Extract
━━━━━━━━━━

EEG Signal Denoising Using Hybridizing Method Between Wavelet Transform with Genetic Algorithm

Abstract

The most common and successful technique for signal denoising with non-stationary signals, such as electroencephalogram (EEG) and electrocardiogram (ECG) is the wavelet transform (WT). The success of WT depends on the optimal configuration of its control parameters which are often experimentally set. Fortunately, the optimality of the combination of these parameters can be measured in advance by using the mean squared error (MSE) function. In this paper, genetic algorithm (GA) is proposed to find the optimal WT parameters for EEG signal denoising. It is worth mentioning that this is the initial investigation of using optimization method for WT parameter configuration. This paper then examines which efficient algorithm has obtained the minimum MSE and the best WT parameter configurations. The performance of the proposed algorithm is tested using two standard EEG dataset, namely, EEG Motor Movement/Imagery dataset. The results of the proposed algorithm are evaluated using five common criteria: signal-to-noise-ratio (SNR), SNR improvement, mean square error (MSE), root mean square error (RMSE), and percentage root mean square difference (PRD). In conclusion, the results show that the proposed method for EEG signal denoising can produce better results than manual configurations based on ad hoc strategy. Therefore, using metaheuristic approaches to optimize the parameters for EEG signals positively affects the denoising process performance of the WT method.

━━━━━━━━━━

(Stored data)
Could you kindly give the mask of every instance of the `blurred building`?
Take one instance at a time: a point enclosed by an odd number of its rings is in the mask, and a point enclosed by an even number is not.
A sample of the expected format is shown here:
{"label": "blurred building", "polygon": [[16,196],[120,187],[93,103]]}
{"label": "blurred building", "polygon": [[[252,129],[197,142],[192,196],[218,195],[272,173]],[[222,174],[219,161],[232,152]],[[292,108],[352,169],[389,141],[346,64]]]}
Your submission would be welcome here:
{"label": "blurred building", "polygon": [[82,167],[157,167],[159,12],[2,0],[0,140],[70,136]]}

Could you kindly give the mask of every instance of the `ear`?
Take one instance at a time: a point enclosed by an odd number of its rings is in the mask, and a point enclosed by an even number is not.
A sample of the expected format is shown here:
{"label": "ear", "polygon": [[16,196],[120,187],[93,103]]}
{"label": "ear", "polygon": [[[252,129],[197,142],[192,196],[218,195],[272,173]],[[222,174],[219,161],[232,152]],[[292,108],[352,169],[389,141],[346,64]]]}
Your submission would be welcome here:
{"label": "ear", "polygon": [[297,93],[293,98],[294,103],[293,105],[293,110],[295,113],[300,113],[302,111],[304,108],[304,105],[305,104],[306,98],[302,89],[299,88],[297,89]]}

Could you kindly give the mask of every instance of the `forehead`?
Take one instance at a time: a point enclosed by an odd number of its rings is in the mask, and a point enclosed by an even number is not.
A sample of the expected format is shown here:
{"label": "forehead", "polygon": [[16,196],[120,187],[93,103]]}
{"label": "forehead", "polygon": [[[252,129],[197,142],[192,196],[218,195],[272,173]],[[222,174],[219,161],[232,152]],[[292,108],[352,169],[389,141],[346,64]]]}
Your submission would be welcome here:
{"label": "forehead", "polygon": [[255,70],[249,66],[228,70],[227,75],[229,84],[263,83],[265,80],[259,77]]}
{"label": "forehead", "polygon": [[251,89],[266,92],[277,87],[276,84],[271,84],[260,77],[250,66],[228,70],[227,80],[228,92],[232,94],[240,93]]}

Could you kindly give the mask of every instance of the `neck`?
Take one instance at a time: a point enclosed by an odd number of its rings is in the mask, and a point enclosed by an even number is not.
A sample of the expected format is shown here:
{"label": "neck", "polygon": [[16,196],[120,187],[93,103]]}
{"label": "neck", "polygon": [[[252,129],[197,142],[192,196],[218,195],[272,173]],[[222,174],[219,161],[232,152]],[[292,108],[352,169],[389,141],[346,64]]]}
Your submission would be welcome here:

━━━━━━━━━━

About this task
Can you summarize the abstract in two sentences?

Reply
The abstract proposes a genetic algorithm to find the optimal control parameters of the wavelet transform for EEG signal denoising, with the mean squared error used to measure how good a parameter combination is. Tested on the EEG Motor Movement/Imagery dataset and evaluated by SNR, SNR improvement, MSE, RMSE, and PRD, the method produced better results than manual configurations based on an ad hoc strategy.